WHAT YOU NEED TO DO
1. Reproduce the passage of the mold thread from "## DadOfFour (Sep" up to and including "inspectorD (Sep 26, 2008)" word for word.
2. Translate this sentence from the mold thread into Spanish: "Also you need to find the source of moisture and fix that first, otherwise it starts all over."

# Mold Infestation



## DadOfFour (Sep 26, 2008)

Help!!!!!!!!

We just bought a home and I've discovered a horrible mold issue.  I've found black mold all over the drywall in one of the bathrooms (it's going to be a total gut), there's mold behind the wallpaper, there's mold in the floor joists, there's mold in the underlayment all through the kitchen (it's probably in the carpet too)  I spoke with a local contractor who's had experience with mold and his suggestion was to go room by room tearing down wallpaper and if I find any mold to tear out that wall and re-drywall it.  I've got four young kids, two of whom have had breathing troubles in the past, so I need to get this taken care of asap, however my last name isn't Rockefeller, so I need some suggestions on how to fix this problem, and hopefully not break the bank.


----------



## inspectorD (Sep 26, 2008)

You need better advice. Get out a company to help you out doing this project, how much money is your family worth. Never take down anything with mold until you scope out what type it is, you could make it worse.

Also you need to find the source of moisture and fix that first, otherwise it starts all over.


----------



## MWStout (Sep 26, 2008)

You should also contact your lawyer (if you had one) on the house purchase.  If you did not have a lawyer for the transaction, ask you real estate broker for a recommendation.  You need to get advice on what recourse (if any) you have against the seller.   Depending on the law of your state, certain conditions must be disclosed if the seller was aware of the problem.   Latent defects are not necessarily covered, but this is worth looking at.  It should not take him more than two hours of time to figure this out and make some calls.  Tell him that when you hire him.  Depending on his initial evaluation you can decide if it is worth going after the seller.

Also, before you do anything, you should contact your insurance agent and go over your homeowners policy.  Although many policies are now excluding or limiting coverage for mold, this is worth investigating.  You may have to include your lawyer on this as well.  Good luck.


----------



## mikemeier (Sep 26, 2008)

EXTRACTED DATA

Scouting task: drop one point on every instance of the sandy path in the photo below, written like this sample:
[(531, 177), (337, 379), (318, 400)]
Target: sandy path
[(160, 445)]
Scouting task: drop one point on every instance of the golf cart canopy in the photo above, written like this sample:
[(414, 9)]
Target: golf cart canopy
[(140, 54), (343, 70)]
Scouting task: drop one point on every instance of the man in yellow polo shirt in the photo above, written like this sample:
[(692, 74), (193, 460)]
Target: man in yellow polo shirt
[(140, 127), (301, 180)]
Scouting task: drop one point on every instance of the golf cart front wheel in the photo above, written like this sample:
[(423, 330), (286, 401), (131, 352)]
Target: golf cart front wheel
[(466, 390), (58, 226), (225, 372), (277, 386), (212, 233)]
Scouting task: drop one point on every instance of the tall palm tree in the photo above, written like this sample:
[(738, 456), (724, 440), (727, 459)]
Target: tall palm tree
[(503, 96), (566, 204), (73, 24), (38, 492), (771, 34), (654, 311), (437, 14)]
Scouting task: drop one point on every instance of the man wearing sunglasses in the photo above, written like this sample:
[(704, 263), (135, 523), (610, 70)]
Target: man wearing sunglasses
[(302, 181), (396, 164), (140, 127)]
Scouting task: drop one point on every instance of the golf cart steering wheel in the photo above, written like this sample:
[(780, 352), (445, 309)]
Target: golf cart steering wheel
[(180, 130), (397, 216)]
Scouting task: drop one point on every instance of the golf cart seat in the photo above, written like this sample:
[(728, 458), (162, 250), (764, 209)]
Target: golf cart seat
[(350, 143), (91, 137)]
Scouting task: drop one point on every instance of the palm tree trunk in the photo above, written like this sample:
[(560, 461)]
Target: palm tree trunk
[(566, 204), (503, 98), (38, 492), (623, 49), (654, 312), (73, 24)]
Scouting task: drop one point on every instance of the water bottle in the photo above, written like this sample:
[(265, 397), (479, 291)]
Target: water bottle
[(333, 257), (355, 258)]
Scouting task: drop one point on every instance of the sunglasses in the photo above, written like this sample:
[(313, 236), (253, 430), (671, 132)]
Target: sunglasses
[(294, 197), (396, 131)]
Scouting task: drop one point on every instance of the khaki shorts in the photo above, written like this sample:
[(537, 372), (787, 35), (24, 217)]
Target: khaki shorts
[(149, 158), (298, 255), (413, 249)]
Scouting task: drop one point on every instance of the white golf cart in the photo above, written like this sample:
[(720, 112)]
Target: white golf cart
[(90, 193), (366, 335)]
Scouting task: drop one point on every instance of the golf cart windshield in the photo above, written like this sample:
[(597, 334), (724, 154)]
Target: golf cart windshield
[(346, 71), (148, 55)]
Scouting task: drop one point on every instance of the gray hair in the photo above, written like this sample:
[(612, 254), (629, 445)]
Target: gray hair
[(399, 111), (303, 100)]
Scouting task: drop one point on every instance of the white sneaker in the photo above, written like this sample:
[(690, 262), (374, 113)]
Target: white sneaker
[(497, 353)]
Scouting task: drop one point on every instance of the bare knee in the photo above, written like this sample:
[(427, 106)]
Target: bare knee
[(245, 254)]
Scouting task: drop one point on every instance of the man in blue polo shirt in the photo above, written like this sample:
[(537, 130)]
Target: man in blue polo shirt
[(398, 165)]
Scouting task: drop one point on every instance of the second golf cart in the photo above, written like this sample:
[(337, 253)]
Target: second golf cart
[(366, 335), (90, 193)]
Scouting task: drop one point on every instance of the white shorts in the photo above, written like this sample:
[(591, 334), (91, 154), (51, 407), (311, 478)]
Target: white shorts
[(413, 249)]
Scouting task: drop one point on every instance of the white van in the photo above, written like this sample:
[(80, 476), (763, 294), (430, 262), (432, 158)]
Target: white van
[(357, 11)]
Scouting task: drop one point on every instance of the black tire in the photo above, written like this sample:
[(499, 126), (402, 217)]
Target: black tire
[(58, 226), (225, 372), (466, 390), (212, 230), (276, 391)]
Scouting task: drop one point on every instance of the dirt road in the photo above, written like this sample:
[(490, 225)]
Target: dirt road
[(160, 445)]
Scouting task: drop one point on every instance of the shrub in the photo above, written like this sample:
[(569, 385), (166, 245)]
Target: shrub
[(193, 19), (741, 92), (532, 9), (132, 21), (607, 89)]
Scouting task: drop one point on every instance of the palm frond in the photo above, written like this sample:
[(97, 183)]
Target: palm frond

RESPONSES BY TASK
1.
## DadOfFour (Sep 26, 2008)

Help!!!!!!!!

We just bought a home and I've discovered a horrible mold issue.  I've found black mold all over the drywall in one of the bathrooms (it's going to be a total gut), there's mold behind the wallpaper, there's mold in the floor joists, there's mold in the underlayment all through the kitchen (it's probably in the carpet too)  I spoke with a local contractor who's had experience with mold and his suggestion was to go room by room tearing down wallpaper and if I find any mold to tear out that wall and re-drywall it.  I've got four young kids, two of whom have had breathing troubles in the past, so I need to get this taken care of asap, however my last name isn't Rockefeller, so I need some suggestions on how to fix this problem, and hopefully not break the bank.


----------



## inspectorD (Sep 26, 2008)

2. Además, necesitas encontrar la fuente de la humedad y arreglar eso primero; de lo contrario, todo vuelve a empezar.